A proposal for a Welfare strategy and public authority to measure real living standards beyond wages, linking income, prices, culture, and access.
It has long been repeated by tongues and accepted by minds that welfare is measured only by the abundance of cash and the multiplication of dinars, and that happiness depends on what one carries in the hand of gold or silver. If wages rise, it is said that blessing has arrived; and if they fall, it is said that blessing has departed. Yet this perception is nothing but an illusion by which souls deceive themselves, and a shadow that misleads the eyes. The reality of welfare is wider than a full purse and deeper than a number written in a payroll ledger. It is an interwoven structure whose pillars include the strength of currency, the sobriety of the market, the justice of distribution, the firmness of culture, and the state’s management in a way that preserves its balance and establishes its authority.
What Governs the Fluctuation of Welfare
The dinar weighs on the scale only according to what it grants its holder of ability to protect his family, honor his guest, and meet his needs. What is the benefit of a doubled dinar if it buys nothing but a dry piece of bread or a roof of straw? And what is the weakness of a modest wage if it provides its holder with a spacious shelter, a full table, and dignified clothing? The lesson is not in the abundance of the number, but in the abundance of usefulness; not in the amount, but in what money becomes in value. Number and value may meet, and they may separate as far as east from west: “How often a little has sufficed beyond much, and how often much has failed to suffice beyond little.”

Record excerpts »
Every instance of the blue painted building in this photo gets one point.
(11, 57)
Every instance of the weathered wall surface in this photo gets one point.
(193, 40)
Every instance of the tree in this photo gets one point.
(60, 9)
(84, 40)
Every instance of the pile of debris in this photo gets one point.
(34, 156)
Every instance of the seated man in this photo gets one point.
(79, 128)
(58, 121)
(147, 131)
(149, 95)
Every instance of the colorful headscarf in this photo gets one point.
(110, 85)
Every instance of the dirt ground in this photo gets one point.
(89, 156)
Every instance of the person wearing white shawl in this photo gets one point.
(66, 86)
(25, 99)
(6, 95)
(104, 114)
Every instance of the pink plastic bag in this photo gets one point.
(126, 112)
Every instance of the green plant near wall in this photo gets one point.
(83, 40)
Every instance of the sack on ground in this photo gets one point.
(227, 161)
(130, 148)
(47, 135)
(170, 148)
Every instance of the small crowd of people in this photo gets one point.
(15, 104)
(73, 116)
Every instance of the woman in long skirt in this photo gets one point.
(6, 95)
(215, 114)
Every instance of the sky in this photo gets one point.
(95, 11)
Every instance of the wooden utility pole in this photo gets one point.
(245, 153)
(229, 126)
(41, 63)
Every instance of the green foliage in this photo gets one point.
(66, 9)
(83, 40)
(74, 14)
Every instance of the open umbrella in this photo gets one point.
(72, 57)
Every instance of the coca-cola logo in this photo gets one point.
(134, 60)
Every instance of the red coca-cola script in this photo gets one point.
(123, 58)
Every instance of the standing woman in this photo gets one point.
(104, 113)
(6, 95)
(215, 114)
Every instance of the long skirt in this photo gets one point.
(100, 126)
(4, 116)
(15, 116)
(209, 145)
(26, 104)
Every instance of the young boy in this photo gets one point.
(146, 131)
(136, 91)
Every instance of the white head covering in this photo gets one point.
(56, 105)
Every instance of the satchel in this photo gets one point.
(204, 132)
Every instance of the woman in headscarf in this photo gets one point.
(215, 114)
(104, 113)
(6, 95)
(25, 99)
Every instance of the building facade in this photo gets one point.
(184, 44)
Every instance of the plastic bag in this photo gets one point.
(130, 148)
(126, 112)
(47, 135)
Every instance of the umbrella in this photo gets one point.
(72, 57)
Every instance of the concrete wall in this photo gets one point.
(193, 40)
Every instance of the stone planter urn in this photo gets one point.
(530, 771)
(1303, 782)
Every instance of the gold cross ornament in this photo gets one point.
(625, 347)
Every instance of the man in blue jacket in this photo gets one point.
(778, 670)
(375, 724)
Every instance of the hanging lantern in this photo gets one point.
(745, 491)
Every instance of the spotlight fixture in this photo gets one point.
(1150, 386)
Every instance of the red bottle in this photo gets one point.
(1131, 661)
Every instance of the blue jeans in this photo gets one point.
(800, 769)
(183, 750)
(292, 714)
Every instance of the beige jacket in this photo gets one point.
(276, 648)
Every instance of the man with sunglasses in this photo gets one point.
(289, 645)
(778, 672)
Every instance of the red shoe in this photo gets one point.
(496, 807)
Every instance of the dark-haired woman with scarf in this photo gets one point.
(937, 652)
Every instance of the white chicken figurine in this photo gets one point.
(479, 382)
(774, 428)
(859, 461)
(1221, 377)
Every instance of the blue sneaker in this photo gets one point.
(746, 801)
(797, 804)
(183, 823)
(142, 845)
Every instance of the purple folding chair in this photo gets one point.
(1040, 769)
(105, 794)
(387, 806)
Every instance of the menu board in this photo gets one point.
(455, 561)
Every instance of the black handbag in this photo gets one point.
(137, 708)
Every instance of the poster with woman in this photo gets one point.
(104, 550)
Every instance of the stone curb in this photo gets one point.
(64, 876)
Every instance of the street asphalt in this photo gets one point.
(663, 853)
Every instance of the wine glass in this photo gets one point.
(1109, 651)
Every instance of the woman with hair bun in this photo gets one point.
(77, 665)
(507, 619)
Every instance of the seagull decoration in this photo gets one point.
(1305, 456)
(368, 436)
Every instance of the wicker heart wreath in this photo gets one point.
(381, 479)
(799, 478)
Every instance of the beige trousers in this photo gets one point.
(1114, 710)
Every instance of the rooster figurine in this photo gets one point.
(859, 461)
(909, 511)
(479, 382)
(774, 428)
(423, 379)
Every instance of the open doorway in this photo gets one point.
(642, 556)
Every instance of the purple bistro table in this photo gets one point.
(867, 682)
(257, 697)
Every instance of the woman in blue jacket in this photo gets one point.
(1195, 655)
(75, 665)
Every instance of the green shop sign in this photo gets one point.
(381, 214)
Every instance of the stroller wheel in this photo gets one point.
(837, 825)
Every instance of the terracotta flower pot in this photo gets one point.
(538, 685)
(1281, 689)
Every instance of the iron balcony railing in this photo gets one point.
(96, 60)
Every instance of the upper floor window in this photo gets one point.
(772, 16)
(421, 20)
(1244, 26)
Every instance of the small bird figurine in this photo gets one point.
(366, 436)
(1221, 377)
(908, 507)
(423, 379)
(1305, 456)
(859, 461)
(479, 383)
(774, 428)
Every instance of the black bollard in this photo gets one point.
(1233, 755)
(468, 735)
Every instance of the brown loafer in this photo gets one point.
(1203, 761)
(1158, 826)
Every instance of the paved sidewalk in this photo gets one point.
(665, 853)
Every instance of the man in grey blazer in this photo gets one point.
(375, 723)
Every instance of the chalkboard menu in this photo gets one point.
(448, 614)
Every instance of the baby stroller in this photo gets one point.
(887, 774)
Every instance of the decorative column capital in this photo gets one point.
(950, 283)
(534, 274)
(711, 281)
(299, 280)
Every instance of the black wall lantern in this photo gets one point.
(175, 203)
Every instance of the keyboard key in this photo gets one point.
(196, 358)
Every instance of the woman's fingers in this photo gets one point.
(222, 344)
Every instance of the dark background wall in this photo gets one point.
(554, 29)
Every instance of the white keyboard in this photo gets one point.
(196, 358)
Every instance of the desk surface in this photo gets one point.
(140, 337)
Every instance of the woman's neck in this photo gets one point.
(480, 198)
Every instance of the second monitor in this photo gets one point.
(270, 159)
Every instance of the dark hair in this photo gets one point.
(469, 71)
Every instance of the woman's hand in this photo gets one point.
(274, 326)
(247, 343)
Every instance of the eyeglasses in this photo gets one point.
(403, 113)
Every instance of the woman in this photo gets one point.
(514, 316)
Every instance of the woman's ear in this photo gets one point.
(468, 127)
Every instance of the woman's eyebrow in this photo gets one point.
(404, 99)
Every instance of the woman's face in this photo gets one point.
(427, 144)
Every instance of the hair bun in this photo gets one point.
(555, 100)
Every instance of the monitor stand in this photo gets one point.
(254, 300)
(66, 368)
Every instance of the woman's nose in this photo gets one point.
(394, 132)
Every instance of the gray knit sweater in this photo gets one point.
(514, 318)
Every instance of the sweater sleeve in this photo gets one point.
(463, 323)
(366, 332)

Instructions for the task » According to the text on welfare, what pillars make up the structure of real welfare?

Exercise response » The strength of currency, the sobriety of the market, the justice of distribution, the firmness of culture, and the state's management in a way that preserves its balance and establishes its authority.